## Work instructions
Pick every line from the data below that contains the string "position" and copy it.

Start of Exercise data

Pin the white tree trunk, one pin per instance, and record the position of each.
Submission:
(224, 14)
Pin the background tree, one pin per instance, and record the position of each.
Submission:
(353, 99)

End of Exercise data

## Written answer
Pin the white tree trunk, one pin per instance, and record the position of each.
Pin the background tree, one pin per instance, and record the position of each.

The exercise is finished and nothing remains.